DIRECTIONS FOR THIS TASK: Return the lines from the start of the data through the line with "Holes follow the even-odd rule.". Include both of those lines and no others.

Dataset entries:
⁂

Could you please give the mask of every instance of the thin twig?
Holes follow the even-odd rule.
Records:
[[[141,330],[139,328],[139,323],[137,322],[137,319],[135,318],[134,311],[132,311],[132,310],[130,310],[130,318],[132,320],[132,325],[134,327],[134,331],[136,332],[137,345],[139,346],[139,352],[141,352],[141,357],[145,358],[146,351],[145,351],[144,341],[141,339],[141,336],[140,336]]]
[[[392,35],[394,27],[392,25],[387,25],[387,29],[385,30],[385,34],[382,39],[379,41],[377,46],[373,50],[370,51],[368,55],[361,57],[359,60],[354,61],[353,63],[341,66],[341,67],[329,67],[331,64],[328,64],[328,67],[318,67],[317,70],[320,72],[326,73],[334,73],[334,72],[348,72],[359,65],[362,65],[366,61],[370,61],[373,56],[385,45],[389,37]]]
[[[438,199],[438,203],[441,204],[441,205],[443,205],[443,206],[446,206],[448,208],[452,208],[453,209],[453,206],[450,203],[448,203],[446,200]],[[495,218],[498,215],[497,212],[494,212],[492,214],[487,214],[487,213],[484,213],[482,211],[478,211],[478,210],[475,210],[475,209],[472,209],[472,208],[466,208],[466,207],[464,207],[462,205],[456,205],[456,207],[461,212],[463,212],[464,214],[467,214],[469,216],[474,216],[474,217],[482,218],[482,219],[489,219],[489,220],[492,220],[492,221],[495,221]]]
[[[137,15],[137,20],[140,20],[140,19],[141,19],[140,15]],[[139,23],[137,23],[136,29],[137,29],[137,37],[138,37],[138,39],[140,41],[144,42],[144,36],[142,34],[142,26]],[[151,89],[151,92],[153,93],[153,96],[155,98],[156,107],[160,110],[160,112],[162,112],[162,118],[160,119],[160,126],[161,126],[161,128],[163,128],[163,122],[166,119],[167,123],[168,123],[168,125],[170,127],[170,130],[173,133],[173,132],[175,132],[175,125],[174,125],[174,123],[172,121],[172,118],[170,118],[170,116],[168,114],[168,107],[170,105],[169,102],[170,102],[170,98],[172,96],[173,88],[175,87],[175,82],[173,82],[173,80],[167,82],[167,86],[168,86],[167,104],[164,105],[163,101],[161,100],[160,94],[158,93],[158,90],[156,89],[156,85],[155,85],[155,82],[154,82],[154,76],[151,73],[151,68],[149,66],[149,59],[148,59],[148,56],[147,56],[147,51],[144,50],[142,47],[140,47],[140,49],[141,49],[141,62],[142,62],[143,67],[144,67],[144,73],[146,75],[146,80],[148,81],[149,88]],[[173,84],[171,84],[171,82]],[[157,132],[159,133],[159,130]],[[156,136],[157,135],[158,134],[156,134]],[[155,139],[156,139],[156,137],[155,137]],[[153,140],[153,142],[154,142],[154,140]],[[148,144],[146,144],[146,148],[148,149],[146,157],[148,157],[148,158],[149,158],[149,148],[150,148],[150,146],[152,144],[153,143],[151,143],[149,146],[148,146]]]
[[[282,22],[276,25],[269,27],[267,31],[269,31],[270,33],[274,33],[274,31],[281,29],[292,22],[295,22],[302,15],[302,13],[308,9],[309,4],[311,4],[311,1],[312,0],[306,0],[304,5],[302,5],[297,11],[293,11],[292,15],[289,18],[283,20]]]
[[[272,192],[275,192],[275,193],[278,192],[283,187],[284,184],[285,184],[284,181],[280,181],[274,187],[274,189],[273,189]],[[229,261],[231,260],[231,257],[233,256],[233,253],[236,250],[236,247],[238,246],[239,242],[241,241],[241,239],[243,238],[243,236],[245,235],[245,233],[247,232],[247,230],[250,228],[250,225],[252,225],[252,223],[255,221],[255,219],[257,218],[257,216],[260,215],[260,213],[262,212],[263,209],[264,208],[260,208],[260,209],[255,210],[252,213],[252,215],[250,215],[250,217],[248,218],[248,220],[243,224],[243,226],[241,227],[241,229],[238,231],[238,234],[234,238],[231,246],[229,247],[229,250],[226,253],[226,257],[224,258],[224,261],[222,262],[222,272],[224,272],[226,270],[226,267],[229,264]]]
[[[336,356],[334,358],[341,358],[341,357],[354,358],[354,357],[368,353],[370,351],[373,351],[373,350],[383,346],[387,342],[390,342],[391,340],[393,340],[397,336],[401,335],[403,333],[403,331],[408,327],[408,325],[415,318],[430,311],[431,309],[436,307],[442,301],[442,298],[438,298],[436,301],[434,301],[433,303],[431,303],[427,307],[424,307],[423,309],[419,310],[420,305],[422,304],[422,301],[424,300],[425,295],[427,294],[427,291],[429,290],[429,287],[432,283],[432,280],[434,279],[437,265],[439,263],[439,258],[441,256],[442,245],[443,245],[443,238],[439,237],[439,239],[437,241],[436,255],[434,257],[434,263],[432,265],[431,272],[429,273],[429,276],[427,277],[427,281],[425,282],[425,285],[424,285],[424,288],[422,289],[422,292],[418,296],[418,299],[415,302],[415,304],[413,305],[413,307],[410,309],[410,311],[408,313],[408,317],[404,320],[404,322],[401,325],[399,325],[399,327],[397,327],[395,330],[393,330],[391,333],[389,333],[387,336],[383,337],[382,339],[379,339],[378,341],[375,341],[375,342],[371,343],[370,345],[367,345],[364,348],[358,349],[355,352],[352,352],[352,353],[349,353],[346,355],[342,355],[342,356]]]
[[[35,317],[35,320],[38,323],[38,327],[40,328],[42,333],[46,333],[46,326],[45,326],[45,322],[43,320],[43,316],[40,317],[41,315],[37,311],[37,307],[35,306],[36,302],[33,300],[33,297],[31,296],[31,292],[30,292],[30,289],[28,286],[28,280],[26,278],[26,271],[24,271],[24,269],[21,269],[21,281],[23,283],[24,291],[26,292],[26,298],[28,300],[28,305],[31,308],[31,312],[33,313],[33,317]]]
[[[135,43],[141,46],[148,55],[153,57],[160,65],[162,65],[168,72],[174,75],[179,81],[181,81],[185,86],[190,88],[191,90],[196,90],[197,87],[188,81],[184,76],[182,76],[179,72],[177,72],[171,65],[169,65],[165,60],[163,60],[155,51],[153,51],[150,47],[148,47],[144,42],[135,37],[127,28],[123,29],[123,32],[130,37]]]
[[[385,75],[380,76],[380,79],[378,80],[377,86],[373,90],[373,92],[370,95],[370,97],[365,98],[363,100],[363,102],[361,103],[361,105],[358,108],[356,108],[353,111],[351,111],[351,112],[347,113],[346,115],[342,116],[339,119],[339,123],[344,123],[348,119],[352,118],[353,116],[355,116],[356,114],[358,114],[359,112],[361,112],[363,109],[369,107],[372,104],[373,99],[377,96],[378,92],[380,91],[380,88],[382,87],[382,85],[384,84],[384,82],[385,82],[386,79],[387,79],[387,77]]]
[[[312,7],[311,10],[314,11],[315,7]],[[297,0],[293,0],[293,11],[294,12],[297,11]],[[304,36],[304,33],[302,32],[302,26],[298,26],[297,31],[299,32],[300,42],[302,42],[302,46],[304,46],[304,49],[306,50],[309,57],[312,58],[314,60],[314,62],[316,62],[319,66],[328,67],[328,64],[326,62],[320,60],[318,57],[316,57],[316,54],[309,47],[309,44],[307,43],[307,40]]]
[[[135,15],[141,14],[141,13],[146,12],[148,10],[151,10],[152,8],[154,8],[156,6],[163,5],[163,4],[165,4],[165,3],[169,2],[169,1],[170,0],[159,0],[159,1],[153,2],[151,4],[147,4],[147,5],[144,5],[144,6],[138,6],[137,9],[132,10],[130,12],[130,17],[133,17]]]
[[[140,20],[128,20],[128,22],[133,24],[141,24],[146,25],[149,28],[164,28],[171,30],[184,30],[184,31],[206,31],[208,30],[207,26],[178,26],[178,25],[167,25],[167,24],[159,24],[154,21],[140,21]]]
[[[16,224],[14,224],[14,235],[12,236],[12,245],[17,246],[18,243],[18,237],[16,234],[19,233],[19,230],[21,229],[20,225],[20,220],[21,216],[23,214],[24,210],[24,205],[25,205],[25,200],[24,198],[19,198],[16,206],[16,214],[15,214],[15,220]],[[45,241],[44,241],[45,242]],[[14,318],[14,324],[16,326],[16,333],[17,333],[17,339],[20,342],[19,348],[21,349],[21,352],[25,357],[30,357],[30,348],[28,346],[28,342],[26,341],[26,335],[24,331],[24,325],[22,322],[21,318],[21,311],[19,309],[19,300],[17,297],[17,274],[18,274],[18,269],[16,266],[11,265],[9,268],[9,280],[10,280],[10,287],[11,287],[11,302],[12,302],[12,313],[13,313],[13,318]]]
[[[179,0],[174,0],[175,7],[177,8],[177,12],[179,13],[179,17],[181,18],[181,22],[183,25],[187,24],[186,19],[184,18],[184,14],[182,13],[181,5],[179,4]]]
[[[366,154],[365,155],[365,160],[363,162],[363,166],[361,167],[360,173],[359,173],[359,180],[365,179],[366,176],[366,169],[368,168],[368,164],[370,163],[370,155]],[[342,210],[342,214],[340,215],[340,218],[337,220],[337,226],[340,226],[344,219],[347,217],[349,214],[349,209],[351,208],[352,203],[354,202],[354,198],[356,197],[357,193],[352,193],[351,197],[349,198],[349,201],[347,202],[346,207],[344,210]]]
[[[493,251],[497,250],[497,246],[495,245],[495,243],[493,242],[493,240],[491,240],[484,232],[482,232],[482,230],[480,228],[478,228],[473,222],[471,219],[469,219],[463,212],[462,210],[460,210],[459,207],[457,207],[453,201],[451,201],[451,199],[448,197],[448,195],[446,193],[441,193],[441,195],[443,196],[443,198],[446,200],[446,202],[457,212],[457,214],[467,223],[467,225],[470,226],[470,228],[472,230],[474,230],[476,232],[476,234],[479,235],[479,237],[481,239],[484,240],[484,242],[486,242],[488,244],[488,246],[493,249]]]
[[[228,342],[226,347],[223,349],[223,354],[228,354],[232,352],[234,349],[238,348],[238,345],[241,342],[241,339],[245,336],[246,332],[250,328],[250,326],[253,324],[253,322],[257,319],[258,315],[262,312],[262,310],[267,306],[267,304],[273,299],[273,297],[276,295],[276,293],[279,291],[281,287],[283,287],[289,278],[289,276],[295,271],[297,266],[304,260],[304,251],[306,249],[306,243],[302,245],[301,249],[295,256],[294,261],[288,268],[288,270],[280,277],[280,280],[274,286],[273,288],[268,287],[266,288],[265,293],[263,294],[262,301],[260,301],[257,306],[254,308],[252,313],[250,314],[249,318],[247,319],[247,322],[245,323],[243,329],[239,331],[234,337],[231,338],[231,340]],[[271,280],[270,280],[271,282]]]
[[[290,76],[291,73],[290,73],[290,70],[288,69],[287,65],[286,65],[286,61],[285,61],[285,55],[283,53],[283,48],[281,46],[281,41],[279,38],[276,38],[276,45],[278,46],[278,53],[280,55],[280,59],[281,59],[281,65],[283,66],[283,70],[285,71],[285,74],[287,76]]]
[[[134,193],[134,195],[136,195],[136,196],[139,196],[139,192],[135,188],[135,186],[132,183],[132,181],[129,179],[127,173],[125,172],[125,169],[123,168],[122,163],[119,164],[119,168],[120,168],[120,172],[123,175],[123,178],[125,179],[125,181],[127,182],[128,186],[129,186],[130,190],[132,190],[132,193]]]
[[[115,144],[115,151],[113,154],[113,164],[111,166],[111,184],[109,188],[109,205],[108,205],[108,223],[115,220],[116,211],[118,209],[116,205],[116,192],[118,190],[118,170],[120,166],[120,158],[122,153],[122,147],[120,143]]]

⁂

SOLUTION BELOW:
Could you please give the mask of every instance of the thin twig?
Holes follow the even-odd rule.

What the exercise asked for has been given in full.